Rewrite the records below, swapping every "one dot per instance" for "one point per instance" and leaving everything else unchanged.

*** Supplied material ***

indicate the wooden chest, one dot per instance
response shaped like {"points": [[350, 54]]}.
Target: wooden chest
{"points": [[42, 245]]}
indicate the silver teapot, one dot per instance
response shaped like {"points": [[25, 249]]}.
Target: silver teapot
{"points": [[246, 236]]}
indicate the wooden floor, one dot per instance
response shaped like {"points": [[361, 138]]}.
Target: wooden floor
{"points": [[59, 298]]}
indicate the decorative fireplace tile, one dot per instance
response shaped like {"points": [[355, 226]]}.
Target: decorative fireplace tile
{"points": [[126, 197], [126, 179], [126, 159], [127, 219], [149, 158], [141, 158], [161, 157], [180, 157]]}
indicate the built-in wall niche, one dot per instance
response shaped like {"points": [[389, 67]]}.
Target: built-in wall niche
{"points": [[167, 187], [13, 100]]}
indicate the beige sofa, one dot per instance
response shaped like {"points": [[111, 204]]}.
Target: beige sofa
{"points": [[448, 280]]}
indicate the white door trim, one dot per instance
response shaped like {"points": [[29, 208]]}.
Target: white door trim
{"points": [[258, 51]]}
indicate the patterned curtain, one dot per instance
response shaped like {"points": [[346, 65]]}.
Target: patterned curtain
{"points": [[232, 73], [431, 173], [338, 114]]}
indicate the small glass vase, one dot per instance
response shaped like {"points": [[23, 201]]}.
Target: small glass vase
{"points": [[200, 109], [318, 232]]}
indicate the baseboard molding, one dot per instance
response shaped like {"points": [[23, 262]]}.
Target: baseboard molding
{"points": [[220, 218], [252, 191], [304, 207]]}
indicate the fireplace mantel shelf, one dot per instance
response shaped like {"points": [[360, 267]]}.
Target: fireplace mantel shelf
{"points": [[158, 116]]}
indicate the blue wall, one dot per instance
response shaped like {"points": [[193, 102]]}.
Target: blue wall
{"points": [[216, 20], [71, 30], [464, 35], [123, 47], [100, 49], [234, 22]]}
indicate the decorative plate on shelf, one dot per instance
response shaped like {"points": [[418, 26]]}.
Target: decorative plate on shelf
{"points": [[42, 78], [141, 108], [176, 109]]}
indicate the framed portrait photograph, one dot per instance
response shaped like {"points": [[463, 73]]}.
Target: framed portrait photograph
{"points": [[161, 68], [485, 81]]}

***

__Written answer__.
indicate the wooden chest, one point per instance
response shaped like {"points": [[350, 54]]}.
Target: wooden chest
{"points": [[42, 245]]}
indicate the silver teapot, one point per instance
response shaped like {"points": [[25, 249]]}.
Target: silver teapot
{"points": [[246, 236]]}
indicate the wooden floor, one point per instance
response shaped like {"points": [[361, 138]]}.
Target: wooden floor
{"points": [[59, 298]]}
indicate the decorative fireplace tile, one point per instance
response shaped like {"points": [[355, 226]]}.
Target: decorative fireplace tile
{"points": [[126, 197], [126, 179], [126, 159], [127, 219], [149, 158], [141, 158], [161, 157], [180, 157]]}
indicate the built-in wall niche, one point per instance
response shaped like {"points": [[389, 67]]}.
Target: built-in wall niche
{"points": [[167, 187], [13, 100]]}
indicate the beige sofa, one point per instance
response shaped like {"points": [[111, 204]]}.
Target: beige sofa
{"points": [[448, 280]]}
indicate the white door trim, one point per instance
response shaped like {"points": [[29, 208]]}.
Target: white door trim
{"points": [[258, 51]]}
indicate the patterned curtain, one point per instance
response shaped like {"points": [[346, 65]]}.
Target: patterned curtain
{"points": [[232, 73], [431, 173], [338, 114]]}
indicate the small glass vase, one point per instance
response shaped like {"points": [[23, 201]]}.
Target: small glass vase
{"points": [[200, 109], [318, 232]]}
indicate the baseboard molding, one point per instance
response shaped like {"points": [[23, 262]]}.
Target: baseboard molding
{"points": [[220, 218], [252, 191], [304, 207]]}
indicate the fireplace mantel shelf, one point per instance
response shaped like {"points": [[360, 267]]}.
Target: fireplace mantel shelf
{"points": [[158, 116]]}
indicate the blue wall, one point per instance
response shaped like {"points": [[193, 102]]}.
Target: blue wall
{"points": [[216, 20], [71, 30], [464, 35], [123, 47], [100, 49], [234, 22]]}
indicate the decorative plate on shelf, one point per instance
response shaped like {"points": [[418, 26]]}.
Target: decorative plate on shelf
{"points": [[42, 78], [141, 108], [176, 109]]}
indicate the framed portrait photograph, one point per instance
response shaped like {"points": [[463, 73]]}.
Target: framed portrait photograph
{"points": [[161, 68], [485, 81]]}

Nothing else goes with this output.